- Task -
Reproduce every row below, changing nothing.

[Items from a data source]

===

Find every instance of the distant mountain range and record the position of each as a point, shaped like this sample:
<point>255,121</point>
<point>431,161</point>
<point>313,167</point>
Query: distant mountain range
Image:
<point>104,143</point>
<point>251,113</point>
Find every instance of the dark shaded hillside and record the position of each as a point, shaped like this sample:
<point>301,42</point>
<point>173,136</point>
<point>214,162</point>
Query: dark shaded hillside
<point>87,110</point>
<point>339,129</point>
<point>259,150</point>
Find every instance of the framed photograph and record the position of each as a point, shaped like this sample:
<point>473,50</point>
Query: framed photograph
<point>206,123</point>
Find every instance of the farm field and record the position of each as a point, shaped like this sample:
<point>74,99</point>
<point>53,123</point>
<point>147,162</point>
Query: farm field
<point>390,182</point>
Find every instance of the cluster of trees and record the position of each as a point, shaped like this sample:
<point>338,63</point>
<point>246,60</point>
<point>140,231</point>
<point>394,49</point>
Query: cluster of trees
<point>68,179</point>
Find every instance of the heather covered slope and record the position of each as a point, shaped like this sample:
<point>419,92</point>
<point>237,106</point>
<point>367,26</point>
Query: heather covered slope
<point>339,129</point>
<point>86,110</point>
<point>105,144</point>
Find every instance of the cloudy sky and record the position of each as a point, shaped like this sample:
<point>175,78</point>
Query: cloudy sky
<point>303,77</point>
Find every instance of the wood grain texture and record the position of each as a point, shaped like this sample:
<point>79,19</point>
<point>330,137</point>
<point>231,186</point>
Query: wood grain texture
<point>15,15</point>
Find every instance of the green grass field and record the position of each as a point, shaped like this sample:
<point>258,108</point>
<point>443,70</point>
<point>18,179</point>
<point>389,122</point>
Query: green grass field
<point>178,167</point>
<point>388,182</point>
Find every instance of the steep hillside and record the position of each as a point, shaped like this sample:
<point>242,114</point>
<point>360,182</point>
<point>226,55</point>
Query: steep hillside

===

- Completed task -
Find every instance of the distant mountain range and record the position of each as a point, shaped like this sample:
<point>255,121</point>
<point>431,161</point>
<point>313,167</point>
Query: distant mountain range
Image:
<point>104,143</point>
<point>251,113</point>
Find every instance of the dark shaded hillside and record the position of each as a point, shaped like this sample:
<point>301,42</point>
<point>173,136</point>
<point>214,162</point>
Query: dark shaded hillside
<point>87,110</point>
<point>339,129</point>
<point>259,150</point>
Find every instance of the framed photograph and record the position of each as a point, shaped like this sample:
<point>473,50</point>
Query: framed photograph
<point>206,123</point>
Find every instance of the farm field and record the position of each as a point, shaped like this sample:
<point>74,99</point>
<point>53,123</point>
<point>147,162</point>
Query: farm field
<point>390,182</point>
Find every instance of the cluster of trees and record the position of each as a point, shaped like this sample:
<point>338,63</point>
<point>246,60</point>
<point>140,231</point>
<point>394,49</point>
Query: cluster of trees
<point>68,179</point>
Find every instance of the heather covered slope and record the position of each as a point, shaped like this sample:
<point>419,92</point>
<point>237,106</point>
<point>367,26</point>
Query: heather covered slope
<point>339,129</point>
<point>86,110</point>
<point>105,144</point>
Find every instance of the cloudy sky and record the position of each as a point, shaped like this sample:
<point>175,78</point>
Query: cloudy sky
<point>303,77</point>
Find every instance of the wood grain texture and record the position of each as a point, shaped like this sample:
<point>79,19</point>
<point>330,137</point>
<point>231,186</point>
Query: wood grain texture
<point>15,15</point>
Find every instance of the green grass field and record the position of each as a point, shaped like this sample:
<point>258,108</point>
<point>443,70</point>
<point>18,179</point>
<point>389,122</point>
Query: green grass field
<point>178,167</point>
<point>388,182</point>
Find every instance of the steep hillside and record the position of each as a point, shaped like this sample:
<point>242,114</point>
<point>360,182</point>
<point>226,55</point>
Query: steep hillside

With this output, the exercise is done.